[Excerpt provided start]
1
votes

I'm trying, in a Java environment, to write log files to Google Cloud Storage in chunks. I have a process that parses raw log-files and produces lines of JSON; I store the JSON lines in a buffer, and I want to write to the same file in GCS every time the buffer hits 5mgb or so, until the original raw source has been fully parsed. I have a similar setup that writes to AWS S3. The writing in chunks is done due to memory issues.

I managed to write a file to GCS as follows (gcsService is a Storage object configured with authentications and so on):

private void uploadStream(String path, String name, String contentType, InputStream stream, String bucketName) throws IOException, GeneralSecurityException {
    InputStreamContent contentStream = new InputStreamContent(contentType, stream);
    StorageObject objectMetadata = new StorageObject()
                .setName(path+"/"+name)
                .setAcl(Arrays.asList(new ObjectAccessControl().setEntity("allUsers").setRole("READER")));
    Storage.Objects.Insert insertRequest = gcsService.objects()
                .insert(bucketName, objectMetadata, contentStream);   
    insertRequest.execute();
}

Unfortunately, I have been unable to figure out how to write to GCS in chunks. Google's documentation seems to suggest two approaches. One involves "Resumable" Insert requests: https://cloud.google.com/storage/docs/json_api/v1/how-tos/upload

And the other approach involves "Compose" requests: https://cloud.google.com/storage/docs/json_api/v1/objects/compose

I've been trying to get a "Resumable" upload set up, but I can't get it to work.

Any ideas? My specific questions are:

  • What is an elegant and/or appropriate way to upload in chunks to GCS?
  • Does anyone know how to set up Resumable uploads to GCS via Insert requests in Java? Can that be done at all?
1

1 Answers

1
votes

Got it to work - it was a hassle. For the record, the answers to my questions are:

  • "Resumable" upload works in Java and is an elegant and perhaps the preferred way (I'm not an expert and so I'm not sure) for uploading files in chunks to GCS.
[Excerpt provided end]
[Given data start]
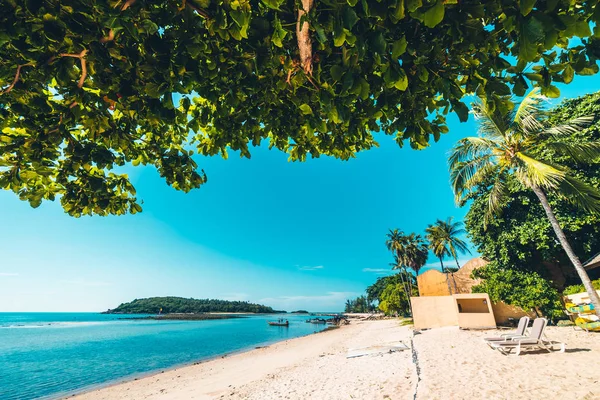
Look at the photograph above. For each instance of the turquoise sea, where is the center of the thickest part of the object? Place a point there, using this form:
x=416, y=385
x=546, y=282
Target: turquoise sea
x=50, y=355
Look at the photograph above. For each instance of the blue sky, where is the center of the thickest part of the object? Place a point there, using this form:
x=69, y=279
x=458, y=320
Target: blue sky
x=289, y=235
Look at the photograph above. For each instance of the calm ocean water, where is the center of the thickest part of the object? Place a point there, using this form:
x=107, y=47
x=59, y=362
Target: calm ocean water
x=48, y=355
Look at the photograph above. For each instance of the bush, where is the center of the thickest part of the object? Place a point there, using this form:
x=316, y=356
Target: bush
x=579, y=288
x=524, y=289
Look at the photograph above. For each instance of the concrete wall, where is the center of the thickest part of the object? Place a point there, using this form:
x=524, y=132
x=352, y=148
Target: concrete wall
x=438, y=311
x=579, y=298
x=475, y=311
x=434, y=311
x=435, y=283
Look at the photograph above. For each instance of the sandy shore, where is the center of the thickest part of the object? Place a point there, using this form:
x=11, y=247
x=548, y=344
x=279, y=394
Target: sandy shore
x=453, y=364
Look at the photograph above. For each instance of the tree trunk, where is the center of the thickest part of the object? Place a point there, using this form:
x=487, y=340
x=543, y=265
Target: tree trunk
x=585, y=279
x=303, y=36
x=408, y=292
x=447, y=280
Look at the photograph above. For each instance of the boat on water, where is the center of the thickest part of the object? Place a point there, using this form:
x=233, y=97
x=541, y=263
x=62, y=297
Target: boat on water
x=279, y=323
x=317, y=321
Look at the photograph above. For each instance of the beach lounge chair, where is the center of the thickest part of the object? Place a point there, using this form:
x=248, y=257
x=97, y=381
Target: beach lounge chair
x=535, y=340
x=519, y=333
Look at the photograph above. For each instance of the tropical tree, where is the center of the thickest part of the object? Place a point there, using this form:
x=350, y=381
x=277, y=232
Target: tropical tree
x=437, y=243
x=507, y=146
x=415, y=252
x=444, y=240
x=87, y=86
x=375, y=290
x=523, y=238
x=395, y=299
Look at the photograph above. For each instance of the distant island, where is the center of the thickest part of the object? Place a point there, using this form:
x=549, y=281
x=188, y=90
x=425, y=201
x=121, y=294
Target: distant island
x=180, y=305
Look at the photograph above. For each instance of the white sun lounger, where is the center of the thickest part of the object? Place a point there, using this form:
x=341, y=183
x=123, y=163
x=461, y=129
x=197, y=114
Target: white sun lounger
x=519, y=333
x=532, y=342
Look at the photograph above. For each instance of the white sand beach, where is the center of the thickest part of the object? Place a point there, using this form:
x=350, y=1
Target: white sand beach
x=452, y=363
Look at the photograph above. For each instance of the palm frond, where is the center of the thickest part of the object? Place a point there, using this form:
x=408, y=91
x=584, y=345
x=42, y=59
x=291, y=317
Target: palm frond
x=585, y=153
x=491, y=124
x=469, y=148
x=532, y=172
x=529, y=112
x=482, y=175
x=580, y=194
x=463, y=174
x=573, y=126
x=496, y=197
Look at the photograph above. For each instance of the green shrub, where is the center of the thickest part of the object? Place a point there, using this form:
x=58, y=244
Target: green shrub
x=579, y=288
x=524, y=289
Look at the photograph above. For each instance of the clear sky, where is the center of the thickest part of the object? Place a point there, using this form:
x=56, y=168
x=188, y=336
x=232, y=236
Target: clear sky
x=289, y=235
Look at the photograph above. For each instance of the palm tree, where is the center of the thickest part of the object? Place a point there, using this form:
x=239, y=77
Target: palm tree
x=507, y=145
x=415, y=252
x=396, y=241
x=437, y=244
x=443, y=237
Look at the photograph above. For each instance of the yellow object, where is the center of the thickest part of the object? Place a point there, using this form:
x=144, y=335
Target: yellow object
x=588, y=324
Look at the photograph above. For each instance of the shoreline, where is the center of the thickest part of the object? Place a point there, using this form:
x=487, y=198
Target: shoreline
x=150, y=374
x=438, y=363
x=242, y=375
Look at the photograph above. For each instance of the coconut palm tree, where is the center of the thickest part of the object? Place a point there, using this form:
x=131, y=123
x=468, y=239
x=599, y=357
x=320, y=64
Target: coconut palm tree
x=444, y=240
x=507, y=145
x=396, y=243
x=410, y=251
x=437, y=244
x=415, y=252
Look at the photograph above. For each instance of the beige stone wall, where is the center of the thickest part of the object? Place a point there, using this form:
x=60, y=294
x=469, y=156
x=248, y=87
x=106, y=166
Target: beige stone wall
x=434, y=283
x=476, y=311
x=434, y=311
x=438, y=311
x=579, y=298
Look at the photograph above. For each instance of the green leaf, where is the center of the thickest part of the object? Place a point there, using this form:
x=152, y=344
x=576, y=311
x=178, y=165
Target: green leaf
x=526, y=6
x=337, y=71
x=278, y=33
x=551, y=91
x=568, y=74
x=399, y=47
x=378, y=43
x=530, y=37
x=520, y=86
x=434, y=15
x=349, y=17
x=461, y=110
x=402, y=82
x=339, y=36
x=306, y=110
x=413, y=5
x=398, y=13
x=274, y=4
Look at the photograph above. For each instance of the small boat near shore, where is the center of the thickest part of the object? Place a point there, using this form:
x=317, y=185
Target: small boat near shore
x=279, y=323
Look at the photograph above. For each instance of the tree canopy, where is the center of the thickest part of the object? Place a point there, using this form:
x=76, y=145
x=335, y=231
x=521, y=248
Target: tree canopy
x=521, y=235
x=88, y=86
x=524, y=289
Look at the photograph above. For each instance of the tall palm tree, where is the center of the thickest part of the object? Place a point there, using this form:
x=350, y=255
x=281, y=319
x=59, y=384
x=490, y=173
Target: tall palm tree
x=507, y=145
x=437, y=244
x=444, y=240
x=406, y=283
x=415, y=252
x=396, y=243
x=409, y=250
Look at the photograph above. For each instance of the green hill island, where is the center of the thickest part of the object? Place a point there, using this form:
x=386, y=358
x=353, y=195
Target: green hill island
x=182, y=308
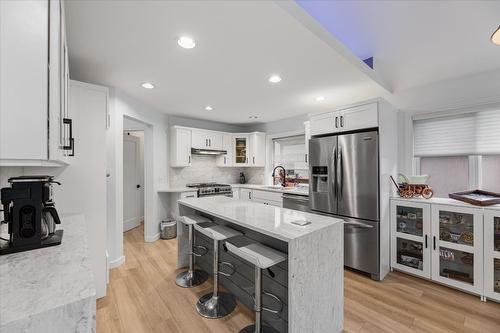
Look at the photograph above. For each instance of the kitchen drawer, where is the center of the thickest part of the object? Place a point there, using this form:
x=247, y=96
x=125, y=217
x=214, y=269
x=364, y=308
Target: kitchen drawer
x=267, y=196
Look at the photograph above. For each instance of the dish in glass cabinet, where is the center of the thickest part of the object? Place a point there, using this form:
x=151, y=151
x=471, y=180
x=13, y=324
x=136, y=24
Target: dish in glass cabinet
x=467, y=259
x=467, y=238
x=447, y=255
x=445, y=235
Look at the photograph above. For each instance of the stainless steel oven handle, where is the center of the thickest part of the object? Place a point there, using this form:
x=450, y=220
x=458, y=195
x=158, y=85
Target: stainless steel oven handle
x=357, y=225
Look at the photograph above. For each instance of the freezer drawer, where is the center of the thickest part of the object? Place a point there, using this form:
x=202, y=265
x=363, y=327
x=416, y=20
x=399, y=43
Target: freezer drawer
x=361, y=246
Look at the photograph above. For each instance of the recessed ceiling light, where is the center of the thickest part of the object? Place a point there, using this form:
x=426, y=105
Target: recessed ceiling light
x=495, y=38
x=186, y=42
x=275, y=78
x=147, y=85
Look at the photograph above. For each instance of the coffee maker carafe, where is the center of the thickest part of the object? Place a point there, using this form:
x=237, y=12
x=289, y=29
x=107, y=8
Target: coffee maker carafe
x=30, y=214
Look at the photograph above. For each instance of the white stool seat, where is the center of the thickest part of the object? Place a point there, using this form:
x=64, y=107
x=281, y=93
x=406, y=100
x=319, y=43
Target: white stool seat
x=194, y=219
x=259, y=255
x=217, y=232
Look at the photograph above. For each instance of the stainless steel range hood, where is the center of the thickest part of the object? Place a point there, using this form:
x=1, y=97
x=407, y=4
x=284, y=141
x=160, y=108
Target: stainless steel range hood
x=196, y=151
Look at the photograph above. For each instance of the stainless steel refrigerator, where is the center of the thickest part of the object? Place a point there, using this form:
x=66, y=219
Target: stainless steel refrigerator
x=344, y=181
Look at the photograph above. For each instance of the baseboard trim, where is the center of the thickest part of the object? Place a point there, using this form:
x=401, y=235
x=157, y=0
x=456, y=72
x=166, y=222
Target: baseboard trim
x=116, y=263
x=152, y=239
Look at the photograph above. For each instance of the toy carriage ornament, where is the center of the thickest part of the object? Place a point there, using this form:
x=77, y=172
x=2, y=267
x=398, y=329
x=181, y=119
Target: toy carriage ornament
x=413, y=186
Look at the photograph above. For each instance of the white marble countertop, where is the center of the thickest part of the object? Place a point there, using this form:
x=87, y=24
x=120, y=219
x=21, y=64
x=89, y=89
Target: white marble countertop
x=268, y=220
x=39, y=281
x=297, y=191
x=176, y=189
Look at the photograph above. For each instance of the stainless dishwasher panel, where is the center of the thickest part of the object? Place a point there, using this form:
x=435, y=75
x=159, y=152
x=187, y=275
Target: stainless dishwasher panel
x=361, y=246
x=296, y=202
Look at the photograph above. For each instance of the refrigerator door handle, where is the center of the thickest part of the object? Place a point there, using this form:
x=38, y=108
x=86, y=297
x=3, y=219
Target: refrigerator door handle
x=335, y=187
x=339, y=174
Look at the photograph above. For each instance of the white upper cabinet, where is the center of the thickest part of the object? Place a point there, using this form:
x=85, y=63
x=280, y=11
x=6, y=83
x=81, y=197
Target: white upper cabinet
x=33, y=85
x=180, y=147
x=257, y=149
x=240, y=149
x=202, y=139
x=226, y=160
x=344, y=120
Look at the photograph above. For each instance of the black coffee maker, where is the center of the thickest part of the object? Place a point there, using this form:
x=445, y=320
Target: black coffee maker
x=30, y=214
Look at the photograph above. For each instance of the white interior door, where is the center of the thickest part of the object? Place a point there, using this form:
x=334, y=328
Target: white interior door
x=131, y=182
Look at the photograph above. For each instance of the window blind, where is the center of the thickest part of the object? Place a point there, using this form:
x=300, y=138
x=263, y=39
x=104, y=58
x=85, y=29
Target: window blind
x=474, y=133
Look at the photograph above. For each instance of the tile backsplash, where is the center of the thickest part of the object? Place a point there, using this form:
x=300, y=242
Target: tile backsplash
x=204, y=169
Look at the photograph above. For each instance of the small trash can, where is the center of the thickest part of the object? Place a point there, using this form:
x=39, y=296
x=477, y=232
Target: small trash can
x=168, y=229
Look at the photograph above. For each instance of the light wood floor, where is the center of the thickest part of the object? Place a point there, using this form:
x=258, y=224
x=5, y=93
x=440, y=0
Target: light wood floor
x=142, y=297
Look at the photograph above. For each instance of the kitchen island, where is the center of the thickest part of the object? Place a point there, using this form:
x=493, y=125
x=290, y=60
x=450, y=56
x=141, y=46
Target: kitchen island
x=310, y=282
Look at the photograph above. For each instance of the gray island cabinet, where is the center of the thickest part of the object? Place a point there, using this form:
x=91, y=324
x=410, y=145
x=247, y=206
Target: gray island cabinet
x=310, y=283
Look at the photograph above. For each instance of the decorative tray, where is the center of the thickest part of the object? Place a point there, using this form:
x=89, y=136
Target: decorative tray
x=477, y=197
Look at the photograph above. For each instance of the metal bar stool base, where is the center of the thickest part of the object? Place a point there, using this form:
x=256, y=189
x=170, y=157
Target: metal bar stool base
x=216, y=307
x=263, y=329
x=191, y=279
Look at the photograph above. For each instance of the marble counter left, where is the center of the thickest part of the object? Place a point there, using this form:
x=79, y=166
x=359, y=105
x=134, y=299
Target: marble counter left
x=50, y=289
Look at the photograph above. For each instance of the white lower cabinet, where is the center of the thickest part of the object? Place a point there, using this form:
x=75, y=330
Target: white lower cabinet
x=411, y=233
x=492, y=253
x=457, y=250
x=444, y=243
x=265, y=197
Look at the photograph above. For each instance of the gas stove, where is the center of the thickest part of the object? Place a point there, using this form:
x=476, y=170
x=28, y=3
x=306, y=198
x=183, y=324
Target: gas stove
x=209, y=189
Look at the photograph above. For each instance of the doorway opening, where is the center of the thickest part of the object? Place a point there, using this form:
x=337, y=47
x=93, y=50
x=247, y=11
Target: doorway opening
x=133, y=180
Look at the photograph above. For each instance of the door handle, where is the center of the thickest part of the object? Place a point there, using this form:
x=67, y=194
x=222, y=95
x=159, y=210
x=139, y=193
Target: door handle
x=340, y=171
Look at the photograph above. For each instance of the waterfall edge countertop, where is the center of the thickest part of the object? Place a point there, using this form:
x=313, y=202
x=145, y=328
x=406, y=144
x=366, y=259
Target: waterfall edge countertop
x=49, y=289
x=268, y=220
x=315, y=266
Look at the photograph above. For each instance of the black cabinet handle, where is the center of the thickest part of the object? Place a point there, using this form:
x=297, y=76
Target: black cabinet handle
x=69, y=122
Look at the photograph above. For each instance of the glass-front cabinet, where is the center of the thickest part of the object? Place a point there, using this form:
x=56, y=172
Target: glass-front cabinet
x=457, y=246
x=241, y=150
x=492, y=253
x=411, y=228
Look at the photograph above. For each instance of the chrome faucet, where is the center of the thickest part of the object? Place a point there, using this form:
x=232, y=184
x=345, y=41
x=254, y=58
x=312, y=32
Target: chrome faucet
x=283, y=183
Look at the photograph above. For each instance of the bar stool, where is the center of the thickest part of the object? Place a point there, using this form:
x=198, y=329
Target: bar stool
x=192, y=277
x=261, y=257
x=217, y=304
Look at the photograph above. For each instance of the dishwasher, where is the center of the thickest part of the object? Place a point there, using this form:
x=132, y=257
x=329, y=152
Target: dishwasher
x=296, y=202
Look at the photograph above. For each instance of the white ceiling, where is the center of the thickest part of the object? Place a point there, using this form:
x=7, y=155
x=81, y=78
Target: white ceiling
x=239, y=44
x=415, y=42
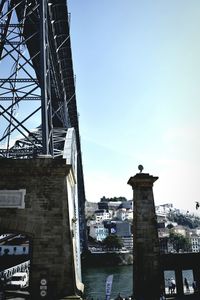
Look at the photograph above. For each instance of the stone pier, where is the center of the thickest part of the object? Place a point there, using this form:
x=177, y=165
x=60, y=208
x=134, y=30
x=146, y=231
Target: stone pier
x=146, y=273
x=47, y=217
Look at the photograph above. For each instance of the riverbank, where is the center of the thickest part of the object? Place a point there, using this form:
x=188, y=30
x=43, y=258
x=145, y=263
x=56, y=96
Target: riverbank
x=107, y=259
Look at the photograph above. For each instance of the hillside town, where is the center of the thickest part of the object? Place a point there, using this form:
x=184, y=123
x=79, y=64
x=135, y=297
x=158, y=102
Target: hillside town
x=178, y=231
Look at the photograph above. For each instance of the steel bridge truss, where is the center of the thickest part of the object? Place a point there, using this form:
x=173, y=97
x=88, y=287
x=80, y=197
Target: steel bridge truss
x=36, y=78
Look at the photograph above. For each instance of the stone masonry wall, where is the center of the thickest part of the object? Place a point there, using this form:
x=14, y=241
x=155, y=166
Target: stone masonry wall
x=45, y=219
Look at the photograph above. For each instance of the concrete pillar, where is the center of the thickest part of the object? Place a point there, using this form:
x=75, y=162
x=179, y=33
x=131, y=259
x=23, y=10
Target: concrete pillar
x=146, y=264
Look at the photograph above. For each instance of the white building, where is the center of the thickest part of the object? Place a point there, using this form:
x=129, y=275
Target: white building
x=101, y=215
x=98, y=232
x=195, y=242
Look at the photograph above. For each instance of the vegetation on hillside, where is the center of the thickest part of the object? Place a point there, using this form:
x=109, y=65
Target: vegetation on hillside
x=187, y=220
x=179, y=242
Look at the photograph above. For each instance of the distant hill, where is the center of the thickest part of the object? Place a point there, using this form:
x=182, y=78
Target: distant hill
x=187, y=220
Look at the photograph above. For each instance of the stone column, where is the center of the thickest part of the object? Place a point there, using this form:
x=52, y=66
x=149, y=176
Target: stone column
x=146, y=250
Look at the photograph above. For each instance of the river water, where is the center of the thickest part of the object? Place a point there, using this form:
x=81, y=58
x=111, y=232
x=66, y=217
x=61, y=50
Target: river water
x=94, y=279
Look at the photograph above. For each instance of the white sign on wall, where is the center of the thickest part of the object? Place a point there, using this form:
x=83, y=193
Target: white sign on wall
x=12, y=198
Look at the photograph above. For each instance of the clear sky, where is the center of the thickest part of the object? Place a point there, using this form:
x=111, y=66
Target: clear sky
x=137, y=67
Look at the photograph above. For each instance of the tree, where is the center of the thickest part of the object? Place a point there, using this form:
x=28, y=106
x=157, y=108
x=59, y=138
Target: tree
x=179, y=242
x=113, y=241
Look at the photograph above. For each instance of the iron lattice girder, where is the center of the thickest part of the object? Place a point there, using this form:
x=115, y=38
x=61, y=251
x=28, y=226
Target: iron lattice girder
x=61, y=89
[Given data end]
> [Jobs]:
**A.** Return the passage of the Google Cloud Storage chunked-upload thread between "I'm trying, in" and "objectMetadata = new StorageObject()", inclusive, copied exactly.
**B.** Identify every line in the records that contains the string "lattice", and copy each of those lines exactly.

> [Problem solutions]:
**A.**
I'm trying, in a Java environment, to write log files to Google Cloud Storage in chunks. I have a process that parses raw log-files and produces lines of JSON; I store the JSON lines in a buffer, and I want to write to the same file in GCS every time the buffer hits 5mgb or so, until the original raw source has been fully parsed. I have a similar setup that writes to AWS S3. The writing in chunks is done due to memory issues.

I managed to write a file to GCS as follows (gcsService is a Storage object configured with authentications and so on):

private void uploadStream(String path, String name, String contentType, InputStream stream, String bucketName) throws IOException, GeneralSecurityException {
    InputStreamContent contentStream = new InputStreamContent(contentType, stream);
    StorageObject objectMetadata = new StorageObject()

**B.**
Look at the photograph above. For each instance of the iron lattice girder, where is the center of the thickest part of the object? Place a point there, using this form:
Target: iron lattice girder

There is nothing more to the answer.